(Labeled-object pointing lines)
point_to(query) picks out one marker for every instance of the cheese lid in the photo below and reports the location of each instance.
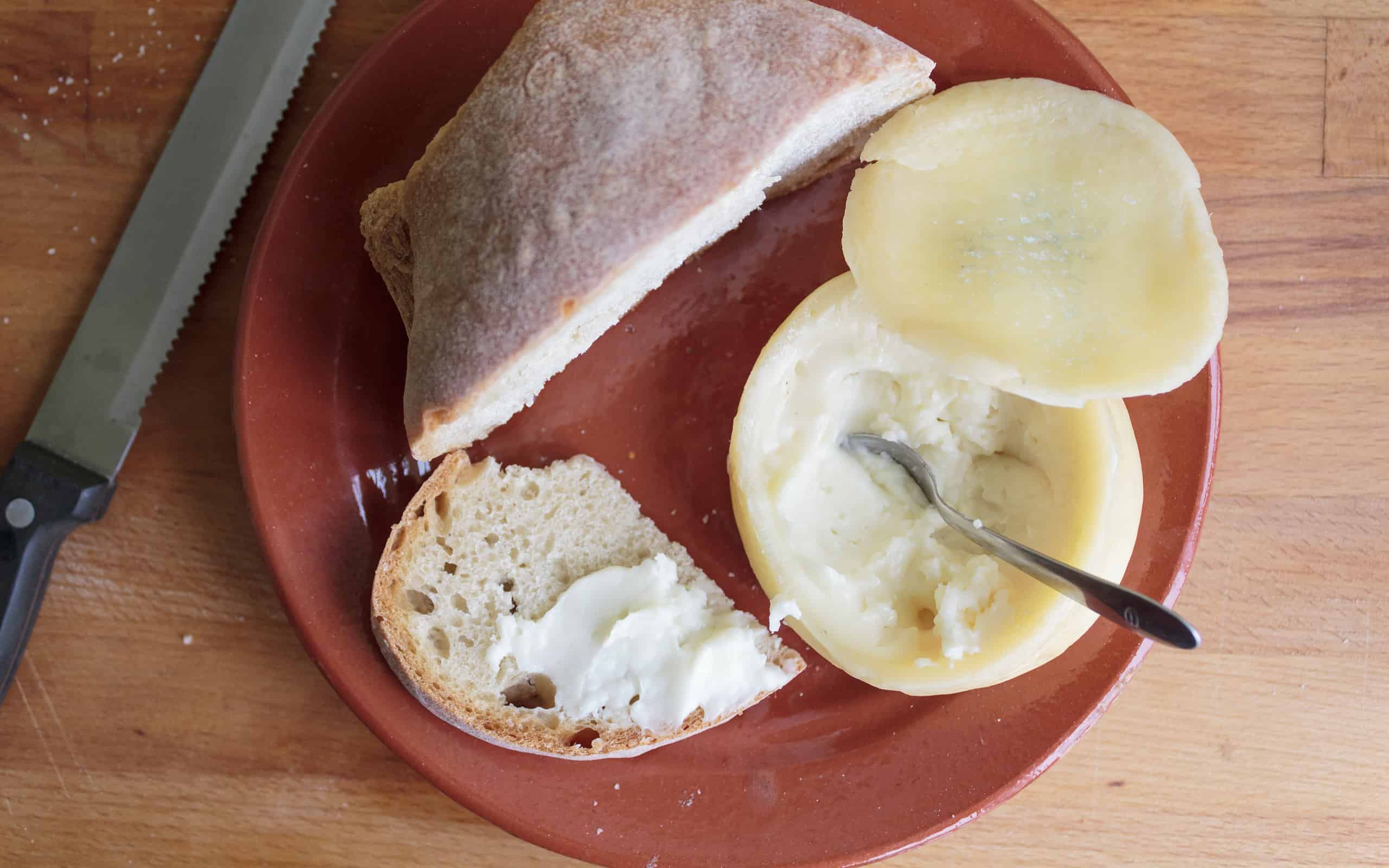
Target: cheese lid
(1048, 241)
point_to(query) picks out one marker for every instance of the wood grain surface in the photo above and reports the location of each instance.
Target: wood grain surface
(165, 712)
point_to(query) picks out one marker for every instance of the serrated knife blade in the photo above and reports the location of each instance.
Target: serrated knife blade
(63, 474)
(92, 410)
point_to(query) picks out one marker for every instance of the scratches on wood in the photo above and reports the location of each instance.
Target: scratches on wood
(43, 739)
(1358, 98)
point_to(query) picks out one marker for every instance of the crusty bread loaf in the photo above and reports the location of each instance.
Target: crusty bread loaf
(478, 542)
(611, 141)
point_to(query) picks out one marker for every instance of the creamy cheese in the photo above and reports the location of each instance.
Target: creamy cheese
(882, 586)
(634, 642)
(1040, 238)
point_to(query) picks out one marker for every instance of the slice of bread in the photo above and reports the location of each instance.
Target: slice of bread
(611, 141)
(480, 542)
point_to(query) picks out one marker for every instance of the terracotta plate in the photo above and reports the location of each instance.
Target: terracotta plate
(829, 771)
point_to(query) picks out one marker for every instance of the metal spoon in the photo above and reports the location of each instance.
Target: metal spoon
(1129, 609)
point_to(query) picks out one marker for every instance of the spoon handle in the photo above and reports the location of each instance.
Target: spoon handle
(1113, 602)
(1129, 609)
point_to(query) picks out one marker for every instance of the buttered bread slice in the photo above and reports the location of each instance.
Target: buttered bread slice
(610, 142)
(541, 611)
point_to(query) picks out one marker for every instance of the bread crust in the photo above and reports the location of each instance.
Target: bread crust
(412, 666)
(603, 128)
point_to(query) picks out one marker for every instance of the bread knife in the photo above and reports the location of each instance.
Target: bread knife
(63, 475)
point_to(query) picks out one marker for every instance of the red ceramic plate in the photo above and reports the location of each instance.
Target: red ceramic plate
(825, 773)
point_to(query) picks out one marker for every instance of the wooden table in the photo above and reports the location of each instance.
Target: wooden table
(165, 712)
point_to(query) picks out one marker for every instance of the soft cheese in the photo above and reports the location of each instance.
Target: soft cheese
(880, 585)
(1040, 238)
(635, 638)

* **Exercise requirements**:
Copy out the lines between the one that contains "the red ceramic" and the end of the lines, with both ends included.

* **Result**:
point_to(query) picks out one marker for every instance of the red ceramic plate in the photo above and reports the location of each instance.
Target: red ceramic plate
(825, 773)
point_to(query) picks out one marker for every instance of the wooden table in the photo above and reports the location of each instance.
Target: wooden table
(165, 712)
point_to(query) picks out one marker for every instance of the soft cheese in the photo above and reports the location of each instance.
Target: soft cheese
(880, 585)
(1040, 238)
(635, 638)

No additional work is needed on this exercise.